If the paper wants to argue for or against driver’s cards for illegals – fine. All we ask is that they don’t treat their readers like idiots who don’t know a moronic argument when they see one.
As the hard work of rezoning land in Malheur County to industrial use continues, another, perhaps larger, challenge looms on the horizon. City and county officials are going to have to figure out a way to get sewer, water, electricity and roads out to these properties to serve potentially large-scale industrial developments.
In a visit to the Argus Observer editorial board last week, state Rep. Cliff Bentz, R-Ore., suggested that preliminary estimates for the cost of these infrastructure improvements in Malheur County are in the neighborhood of $50 million.
The big question in the coming months and years will be how to — and who should — pay that tab.
– The Ontario Argus Observer
– October 20, 2013
Lane Solutions Responds & your comments
We’re not taking sides on who should pay for Malheur County’s infrastructure improvements.
Our beef is with the Observer’s use of the word “investment.” We believe “investment” implies some sort of ownership and reasonable expectation of a return of more money than you invested. And we think there’s a big difference between “investing” and “spending,” which implies giving up money for any other reason.
Calling what we all know is spending “investing” makes the act of relinquishing money to the government sound palatable. This is a pet tactic of liberal (darn – we did it again. But you know we meant “Progressive”) politicians who tell us they’re confiscating our money to “invest” in children, education and so on. Ever hear them say they want to “invest” in a new jet fighter? We didn’t think so.
So let’s call government outlays of our money what they are – “spending.” As for investing, if you want to do that we suggest that you send your money to our son in law the stock broker. He’ll do what you want with it, send it back to you if you tell him to, and won’t send you to jail if you don’t send him more next year.
Oregon helps lead the way on raising minimum
California’s recent decision to rocket its minimum wage from $8 an hour to $10 an hour in 2016 makes Oregon’s scheduled 15-cent increase in 2014 look microscopic by comparison…
Since indexing took effect in 2004, the hourly minimum has steadily climbed by $2.05.

-- Exercise tasks --
(1) Repeat the passage shown word for word, from "Calling what we" up to and including "more next year.".
(2) Which services does the passage shown say city and county officials will need to get out to the rezoned properties in Malheur County? List each one.

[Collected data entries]

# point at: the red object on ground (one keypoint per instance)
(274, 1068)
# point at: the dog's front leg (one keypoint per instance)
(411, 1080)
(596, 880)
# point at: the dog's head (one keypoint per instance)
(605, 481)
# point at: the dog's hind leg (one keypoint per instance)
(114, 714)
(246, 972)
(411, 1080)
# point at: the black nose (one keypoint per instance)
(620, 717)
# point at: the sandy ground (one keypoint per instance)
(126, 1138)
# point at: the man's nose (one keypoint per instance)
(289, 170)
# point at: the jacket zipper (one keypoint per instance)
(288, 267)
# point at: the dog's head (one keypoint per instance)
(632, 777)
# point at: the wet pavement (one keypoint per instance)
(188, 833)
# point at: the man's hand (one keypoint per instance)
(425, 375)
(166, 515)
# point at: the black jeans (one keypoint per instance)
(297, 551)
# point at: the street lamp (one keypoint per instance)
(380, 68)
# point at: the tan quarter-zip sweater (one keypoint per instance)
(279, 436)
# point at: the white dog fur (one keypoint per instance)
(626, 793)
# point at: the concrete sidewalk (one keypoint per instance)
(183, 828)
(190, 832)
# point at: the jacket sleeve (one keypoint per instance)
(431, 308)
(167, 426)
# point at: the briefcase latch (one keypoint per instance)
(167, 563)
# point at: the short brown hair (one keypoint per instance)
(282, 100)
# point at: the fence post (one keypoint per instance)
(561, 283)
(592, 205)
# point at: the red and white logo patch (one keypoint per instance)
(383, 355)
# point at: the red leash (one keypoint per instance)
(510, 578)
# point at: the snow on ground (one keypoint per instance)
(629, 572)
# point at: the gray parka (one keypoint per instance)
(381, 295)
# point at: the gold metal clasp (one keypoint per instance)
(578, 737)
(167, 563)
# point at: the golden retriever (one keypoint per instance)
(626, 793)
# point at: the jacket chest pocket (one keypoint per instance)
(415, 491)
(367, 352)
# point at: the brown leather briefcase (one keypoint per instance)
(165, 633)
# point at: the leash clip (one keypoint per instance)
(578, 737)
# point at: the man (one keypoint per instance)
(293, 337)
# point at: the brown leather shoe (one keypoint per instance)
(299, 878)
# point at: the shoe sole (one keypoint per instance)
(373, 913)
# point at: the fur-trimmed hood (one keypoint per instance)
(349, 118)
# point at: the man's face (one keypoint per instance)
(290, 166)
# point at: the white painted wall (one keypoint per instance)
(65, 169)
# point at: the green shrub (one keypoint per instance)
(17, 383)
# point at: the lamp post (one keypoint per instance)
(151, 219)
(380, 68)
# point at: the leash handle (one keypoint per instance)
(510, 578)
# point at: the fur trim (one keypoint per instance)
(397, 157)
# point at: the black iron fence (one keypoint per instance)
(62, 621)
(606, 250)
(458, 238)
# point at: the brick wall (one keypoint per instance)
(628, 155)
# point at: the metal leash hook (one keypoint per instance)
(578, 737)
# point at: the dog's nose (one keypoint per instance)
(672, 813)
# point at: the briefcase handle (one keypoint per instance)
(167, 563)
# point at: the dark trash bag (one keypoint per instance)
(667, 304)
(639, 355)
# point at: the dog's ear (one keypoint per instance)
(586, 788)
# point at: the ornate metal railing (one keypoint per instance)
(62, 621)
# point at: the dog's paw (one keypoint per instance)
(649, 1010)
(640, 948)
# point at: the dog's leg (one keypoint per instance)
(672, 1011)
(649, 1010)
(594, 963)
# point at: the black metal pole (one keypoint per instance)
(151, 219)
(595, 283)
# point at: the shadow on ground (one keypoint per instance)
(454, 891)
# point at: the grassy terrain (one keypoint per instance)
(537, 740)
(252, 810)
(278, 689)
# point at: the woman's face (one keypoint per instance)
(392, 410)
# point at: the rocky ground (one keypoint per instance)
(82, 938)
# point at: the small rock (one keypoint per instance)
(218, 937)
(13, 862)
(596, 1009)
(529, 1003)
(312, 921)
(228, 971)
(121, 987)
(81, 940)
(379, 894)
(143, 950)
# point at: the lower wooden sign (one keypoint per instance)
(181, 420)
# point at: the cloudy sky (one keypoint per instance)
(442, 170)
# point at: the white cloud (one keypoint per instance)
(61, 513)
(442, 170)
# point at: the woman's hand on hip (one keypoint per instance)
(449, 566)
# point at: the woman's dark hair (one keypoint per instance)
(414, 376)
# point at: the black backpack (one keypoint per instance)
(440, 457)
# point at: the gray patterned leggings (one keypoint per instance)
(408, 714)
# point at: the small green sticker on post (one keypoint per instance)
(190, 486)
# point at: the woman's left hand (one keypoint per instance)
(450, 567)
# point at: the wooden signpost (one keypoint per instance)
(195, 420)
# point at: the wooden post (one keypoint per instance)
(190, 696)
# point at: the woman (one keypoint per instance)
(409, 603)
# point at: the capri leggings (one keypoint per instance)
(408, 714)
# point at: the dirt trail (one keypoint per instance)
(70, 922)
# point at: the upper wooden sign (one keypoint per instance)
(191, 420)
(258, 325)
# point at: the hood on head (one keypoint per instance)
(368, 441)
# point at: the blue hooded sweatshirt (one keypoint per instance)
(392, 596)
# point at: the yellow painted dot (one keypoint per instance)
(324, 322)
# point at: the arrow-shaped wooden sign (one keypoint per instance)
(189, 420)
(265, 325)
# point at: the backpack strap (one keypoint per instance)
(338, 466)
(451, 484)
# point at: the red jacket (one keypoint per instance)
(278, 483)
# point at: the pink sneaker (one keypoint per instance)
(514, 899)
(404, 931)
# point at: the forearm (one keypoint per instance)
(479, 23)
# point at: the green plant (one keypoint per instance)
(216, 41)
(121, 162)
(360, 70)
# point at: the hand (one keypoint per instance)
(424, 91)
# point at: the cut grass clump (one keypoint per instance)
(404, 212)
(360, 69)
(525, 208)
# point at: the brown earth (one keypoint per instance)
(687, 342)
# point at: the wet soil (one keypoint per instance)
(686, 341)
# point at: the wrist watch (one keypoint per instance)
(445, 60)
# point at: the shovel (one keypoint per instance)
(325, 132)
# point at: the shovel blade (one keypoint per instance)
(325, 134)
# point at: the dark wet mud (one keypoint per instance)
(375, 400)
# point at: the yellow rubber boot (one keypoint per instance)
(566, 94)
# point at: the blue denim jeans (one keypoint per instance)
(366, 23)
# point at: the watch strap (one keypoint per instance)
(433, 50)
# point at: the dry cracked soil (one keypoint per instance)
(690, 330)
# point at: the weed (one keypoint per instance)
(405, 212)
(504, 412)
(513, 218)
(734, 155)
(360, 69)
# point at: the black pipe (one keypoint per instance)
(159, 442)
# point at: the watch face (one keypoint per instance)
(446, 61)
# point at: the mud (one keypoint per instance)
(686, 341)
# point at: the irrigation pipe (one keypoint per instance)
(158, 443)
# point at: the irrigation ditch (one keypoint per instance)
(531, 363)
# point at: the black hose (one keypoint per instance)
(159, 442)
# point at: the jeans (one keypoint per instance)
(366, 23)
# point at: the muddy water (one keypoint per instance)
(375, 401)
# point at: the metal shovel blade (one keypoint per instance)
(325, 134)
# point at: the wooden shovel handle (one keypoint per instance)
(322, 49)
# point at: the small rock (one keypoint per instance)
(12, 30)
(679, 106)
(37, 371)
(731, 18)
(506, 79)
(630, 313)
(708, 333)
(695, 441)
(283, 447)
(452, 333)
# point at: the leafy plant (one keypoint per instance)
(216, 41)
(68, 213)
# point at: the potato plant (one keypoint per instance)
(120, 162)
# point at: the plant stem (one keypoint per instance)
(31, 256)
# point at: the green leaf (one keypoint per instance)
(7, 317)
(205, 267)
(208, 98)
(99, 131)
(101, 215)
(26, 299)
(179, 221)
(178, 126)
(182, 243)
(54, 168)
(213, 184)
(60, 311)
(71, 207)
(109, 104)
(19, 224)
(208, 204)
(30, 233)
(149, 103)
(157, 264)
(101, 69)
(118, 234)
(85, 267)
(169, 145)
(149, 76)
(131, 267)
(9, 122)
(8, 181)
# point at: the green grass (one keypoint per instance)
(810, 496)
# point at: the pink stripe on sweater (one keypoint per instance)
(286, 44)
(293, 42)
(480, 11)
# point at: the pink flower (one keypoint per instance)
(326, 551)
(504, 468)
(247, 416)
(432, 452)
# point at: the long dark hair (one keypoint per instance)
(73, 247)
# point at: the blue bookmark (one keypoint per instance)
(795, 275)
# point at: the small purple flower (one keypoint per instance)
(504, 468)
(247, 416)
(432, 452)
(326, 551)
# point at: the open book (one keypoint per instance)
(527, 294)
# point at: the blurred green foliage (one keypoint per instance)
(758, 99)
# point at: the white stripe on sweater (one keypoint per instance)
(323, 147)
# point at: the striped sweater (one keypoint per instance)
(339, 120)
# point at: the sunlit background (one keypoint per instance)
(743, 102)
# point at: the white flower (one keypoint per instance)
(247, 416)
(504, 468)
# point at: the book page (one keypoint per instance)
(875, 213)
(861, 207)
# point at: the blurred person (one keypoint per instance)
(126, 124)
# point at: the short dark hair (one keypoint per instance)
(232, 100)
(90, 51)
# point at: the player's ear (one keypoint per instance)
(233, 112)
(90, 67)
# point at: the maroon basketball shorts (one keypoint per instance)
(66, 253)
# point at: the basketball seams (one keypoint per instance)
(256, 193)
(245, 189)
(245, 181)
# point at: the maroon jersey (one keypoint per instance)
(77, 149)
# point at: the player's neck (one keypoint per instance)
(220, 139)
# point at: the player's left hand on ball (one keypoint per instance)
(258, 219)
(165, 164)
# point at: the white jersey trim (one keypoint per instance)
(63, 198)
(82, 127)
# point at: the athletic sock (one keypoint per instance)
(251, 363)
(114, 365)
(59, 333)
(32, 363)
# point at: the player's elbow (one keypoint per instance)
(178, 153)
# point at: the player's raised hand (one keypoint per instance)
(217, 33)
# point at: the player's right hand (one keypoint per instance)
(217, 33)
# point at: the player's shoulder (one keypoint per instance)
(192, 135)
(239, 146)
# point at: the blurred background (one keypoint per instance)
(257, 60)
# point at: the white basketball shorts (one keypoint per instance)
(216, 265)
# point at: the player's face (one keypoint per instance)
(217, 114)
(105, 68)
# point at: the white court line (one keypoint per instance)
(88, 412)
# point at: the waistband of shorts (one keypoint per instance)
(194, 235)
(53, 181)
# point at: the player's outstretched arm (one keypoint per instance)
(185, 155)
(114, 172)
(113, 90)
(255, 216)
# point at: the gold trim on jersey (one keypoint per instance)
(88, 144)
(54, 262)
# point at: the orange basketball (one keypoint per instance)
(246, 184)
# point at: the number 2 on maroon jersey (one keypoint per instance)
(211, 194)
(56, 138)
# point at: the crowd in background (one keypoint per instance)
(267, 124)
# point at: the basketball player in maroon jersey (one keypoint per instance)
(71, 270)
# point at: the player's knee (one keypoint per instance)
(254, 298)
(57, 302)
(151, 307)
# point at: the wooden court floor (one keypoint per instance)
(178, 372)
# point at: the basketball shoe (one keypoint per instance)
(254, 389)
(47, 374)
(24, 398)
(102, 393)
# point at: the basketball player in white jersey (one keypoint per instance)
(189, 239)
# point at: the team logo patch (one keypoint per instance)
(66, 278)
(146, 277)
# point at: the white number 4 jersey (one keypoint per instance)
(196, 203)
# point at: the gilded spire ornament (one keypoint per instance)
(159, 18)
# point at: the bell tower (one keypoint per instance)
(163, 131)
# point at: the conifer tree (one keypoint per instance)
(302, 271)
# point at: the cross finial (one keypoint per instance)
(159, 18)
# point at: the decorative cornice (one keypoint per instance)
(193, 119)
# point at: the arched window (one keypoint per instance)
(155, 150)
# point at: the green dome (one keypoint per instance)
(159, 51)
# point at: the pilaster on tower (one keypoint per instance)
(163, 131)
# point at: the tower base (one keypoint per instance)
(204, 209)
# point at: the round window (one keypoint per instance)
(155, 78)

-- Answers to the problems --
(1)
Calling what we all know is spending “investing” makes the act of relinquishing money to the government sound palatable. This is a pet tactic of liberal (darn – we did it again. But you know we meant “Progressive”) politicians who tell us they’re confiscating our money to “invest” in children, education and so on. Ever hear them say they want to “invest” in a new jet fighter? We didn’t think so.
So let’s call government outlays of our money what they are – “spending.” As for investing, if you want to do that we suggest that you send your money to our son in law the stock broker. He’ll do what you want with it, send it back to you if you tell him to, and won’t send you to jail if you don’t send him more next year.

(2) Sewer, water, electricity, roads